→ YOUR ASSIGNMENT: Match the string "pixel" against each line below, and copy every line that matches.

Image-grounded pointing data:
= = =

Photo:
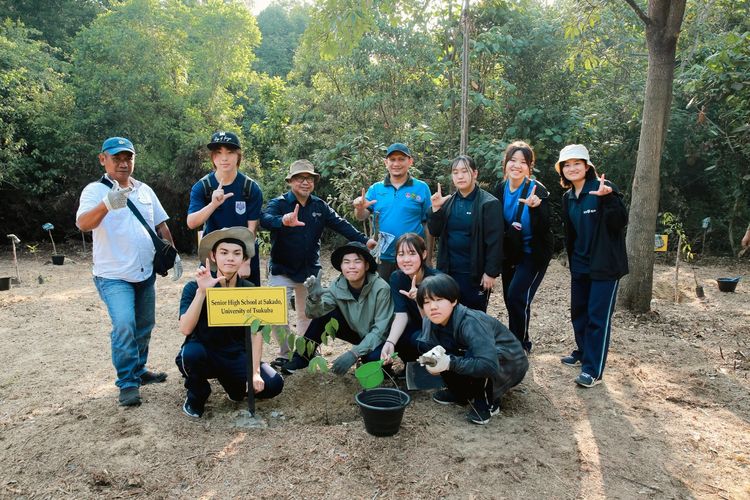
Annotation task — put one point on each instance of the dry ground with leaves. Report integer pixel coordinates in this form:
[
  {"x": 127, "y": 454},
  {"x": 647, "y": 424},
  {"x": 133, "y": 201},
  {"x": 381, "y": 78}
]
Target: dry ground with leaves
[{"x": 671, "y": 420}]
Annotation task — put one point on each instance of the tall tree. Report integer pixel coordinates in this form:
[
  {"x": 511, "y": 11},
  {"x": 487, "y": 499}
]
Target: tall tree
[{"x": 662, "y": 22}]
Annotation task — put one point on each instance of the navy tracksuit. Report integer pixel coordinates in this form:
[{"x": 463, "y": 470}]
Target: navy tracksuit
[{"x": 595, "y": 241}]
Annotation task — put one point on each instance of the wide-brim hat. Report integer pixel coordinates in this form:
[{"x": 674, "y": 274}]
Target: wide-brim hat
[
  {"x": 302, "y": 167},
  {"x": 353, "y": 247},
  {"x": 242, "y": 234},
  {"x": 573, "y": 152}
]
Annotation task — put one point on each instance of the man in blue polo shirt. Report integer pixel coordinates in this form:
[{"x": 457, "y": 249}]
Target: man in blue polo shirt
[
  {"x": 402, "y": 203},
  {"x": 296, "y": 220}
]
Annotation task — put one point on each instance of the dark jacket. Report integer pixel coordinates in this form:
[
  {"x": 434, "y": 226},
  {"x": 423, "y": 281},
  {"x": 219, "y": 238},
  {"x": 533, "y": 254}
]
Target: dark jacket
[
  {"x": 483, "y": 346},
  {"x": 486, "y": 236},
  {"x": 295, "y": 251},
  {"x": 541, "y": 234},
  {"x": 608, "y": 257}
]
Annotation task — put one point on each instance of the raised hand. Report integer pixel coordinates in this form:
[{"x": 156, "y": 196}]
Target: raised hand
[
  {"x": 218, "y": 197},
  {"x": 603, "y": 190},
  {"x": 292, "y": 218},
  {"x": 412, "y": 293},
  {"x": 438, "y": 199},
  {"x": 205, "y": 280},
  {"x": 533, "y": 200}
]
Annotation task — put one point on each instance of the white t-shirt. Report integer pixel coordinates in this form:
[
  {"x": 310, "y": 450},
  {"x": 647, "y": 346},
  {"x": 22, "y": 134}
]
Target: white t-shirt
[{"x": 123, "y": 248}]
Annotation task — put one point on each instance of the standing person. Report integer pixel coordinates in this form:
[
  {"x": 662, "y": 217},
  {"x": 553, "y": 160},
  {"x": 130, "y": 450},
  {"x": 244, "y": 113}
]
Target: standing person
[
  {"x": 296, "y": 220},
  {"x": 527, "y": 247},
  {"x": 402, "y": 202},
  {"x": 226, "y": 197},
  {"x": 478, "y": 358},
  {"x": 595, "y": 218},
  {"x": 219, "y": 352},
  {"x": 360, "y": 301},
  {"x": 470, "y": 233},
  {"x": 123, "y": 262},
  {"x": 411, "y": 257}
]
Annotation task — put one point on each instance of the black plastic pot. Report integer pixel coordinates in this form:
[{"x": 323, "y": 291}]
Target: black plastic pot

= = =

→ YOUR RESPONSE:
Annotation task — put one point on each instance of the dry ground with leaves. Report integer pixel coordinates in this form:
Annotation task — put one point on each instance of the tall tree. Report integer pixel coordinates in this form:
Annotation task — put one point on each instance of the navy tracksuit. Report integer pixel coordinates in this form:
Annotation task — put one point on each instance of the wide-brim hat. Report integer pixel coordinates in this form:
Annotation task — put one point on each instance of the man in blue polo shirt. Report integer pixel coordinates in this form:
Annotation task — put one point on each instance of the dark jacket. Report integer pixel coordinates in this form:
Annotation task — put one point on each instance of the raised hand. Report integer pixel coordinates in this form:
Annotation task — put one point on each instance of the white t-shirt. Report integer pixel coordinates in this form:
Annotation task — put one point on each instance of the standing person. Report integer pixel coordinates in this form:
Annotation task — put one point on each instance of the black plastic pot. Report integer pixel coordinates in this form:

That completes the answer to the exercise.